# Start of Data excerpts

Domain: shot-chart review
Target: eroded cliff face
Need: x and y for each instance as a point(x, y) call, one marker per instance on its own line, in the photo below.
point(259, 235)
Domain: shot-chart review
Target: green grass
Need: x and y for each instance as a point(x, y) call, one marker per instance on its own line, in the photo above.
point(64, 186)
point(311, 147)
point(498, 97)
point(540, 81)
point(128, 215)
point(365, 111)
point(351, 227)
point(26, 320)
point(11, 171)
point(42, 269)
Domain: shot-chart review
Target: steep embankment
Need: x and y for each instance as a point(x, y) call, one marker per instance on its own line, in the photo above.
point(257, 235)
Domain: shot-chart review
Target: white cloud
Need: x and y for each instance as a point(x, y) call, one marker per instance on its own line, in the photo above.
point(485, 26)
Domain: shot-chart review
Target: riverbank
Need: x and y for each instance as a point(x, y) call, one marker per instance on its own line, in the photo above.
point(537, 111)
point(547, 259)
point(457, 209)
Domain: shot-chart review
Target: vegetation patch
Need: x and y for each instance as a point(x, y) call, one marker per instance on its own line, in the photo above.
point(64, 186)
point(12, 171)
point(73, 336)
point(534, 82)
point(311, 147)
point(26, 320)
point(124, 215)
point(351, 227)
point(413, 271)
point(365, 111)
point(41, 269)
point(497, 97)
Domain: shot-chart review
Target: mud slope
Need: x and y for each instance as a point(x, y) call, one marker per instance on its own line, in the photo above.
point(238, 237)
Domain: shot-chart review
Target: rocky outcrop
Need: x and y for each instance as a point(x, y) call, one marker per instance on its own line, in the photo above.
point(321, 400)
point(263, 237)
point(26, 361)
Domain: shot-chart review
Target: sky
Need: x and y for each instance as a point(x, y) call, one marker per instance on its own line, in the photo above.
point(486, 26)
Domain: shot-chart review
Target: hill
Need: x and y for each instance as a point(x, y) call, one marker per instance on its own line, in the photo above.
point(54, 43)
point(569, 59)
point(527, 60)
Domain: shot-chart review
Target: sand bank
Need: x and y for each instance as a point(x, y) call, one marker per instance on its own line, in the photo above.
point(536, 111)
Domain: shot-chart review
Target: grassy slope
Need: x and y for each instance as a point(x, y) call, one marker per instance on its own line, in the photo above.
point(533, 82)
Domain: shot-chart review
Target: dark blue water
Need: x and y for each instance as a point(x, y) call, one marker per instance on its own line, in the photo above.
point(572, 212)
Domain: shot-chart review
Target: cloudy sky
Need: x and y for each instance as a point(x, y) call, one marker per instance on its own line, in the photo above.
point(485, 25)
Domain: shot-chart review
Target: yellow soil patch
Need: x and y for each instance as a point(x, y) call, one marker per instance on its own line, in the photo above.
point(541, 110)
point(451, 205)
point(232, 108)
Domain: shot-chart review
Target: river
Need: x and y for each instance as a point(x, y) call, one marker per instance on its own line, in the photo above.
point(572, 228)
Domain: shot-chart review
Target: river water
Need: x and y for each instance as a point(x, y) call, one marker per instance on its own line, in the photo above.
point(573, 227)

# End of Data excerpts

> **Exercise**: Print the whole listing again, exactly.

> **Correct result**:
Domain: shot-chart review
Target: eroded cliff face
Need: x and y for each instance as a point(x, y) call, one marker per instance on its own line, in the photo below.
point(259, 235)
Domain: shot-chart review
Target: green grass
Need: x and y for each instance as a point(x, y) call, one marker per instance on its own line, in the photo above.
point(64, 186)
point(311, 147)
point(498, 97)
point(540, 81)
point(128, 215)
point(365, 111)
point(351, 227)
point(26, 320)
point(11, 171)
point(42, 269)
Domain: shot-chart review
Target: steep embankment
Need: x and y for each instance as a point(x, y) call, one marker per instance on its own line, in the photo above.
point(257, 235)
Domain: shot-chart review
Target: white cloud
Need: x and y for each instance as a point(x, y) call, one marker per instance on its own line, in the photo above.
point(485, 26)
Domain: shot-chart review
Target: riverbank
Need: x and y for each instance as a point(x, y) call, one marker per instance on its own line, in the photo above.
point(537, 111)
point(547, 259)
point(457, 209)
Domain: shot-chart review
Target: vegetation patch
Need: x and y for each instance as a point(x, y) call, one marker per instance on its own line, in the photo above.
point(64, 186)
point(12, 171)
point(73, 336)
point(534, 82)
point(311, 147)
point(26, 320)
point(124, 215)
point(351, 227)
point(413, 271)
point(365, 111)
point(41, 269)
point(497, 97)
Domain: shot-chart review
Target: mud slope
Need: x and y for each instance as a point(x, y) call, one marker per instance on its own line, in the photo above.
point(238, 237)
Domain: shot-chart review
Target: rocky outcrop
Need: x and y for each instance as a point(x, y) call, one marker per instance on its own line, in the photo above.
point(321, 400)
point(263, 237)
point(26, 361)
Domain: shot-chart review
Target: sky
Need: x and y for each instance as a point(x, y) call, one marker per instance on its own line, in the photo above.
point(486, 26)
Domain: shot-chart review
Target: hill
Need: x and y for each instance as a point(x, y) call, one marker per instance on its own line, in the photo above.
point(54, 43)
point(569, 59)
point(527, 60)
Domain: shot-chart review
Target: sand bank
Need: x and y for each instance as a point(x, y) call, one marker per instance on its own line, in the photo above.
point(536, 111)
Domain: shot-chart review
Target: grassy slope
Need: x and y for each instance as a point(x, y) call, one marker per instance on its own line, in the photo above.
point(533, 82)
Domain: shot-chart review
Target: dark blue water
Need: x and y for each instance as a point(x, y) call, one marker per instance on its own line, in the photo above.
point(572, 212)
Domain: shot-chart review
Target: cloudy sky
Need: x and y for each instance as a point(x, y) call, one marker per instance on its own line, in the photo above.
point(485, 25)
Domain: shot-chart review
Target: yellow soil patch
Need: x and y for each instance as a point(x, y) call, one marker per instance on its own line, in the photo above.
point(541, 110)
point(451, 205)
point(232, 108)
Domain: shot-chart review
Target: river
Need: x and y for each instance as a point(x, y) call, one marker per instance on its own line, in the photo above.
point(572, 228)
Domain: shot-chart review
Target: river water
Need: x and y for each instance as a point(x, y) call, one marker per instance on its own line, in the photo above.
point(573, 227)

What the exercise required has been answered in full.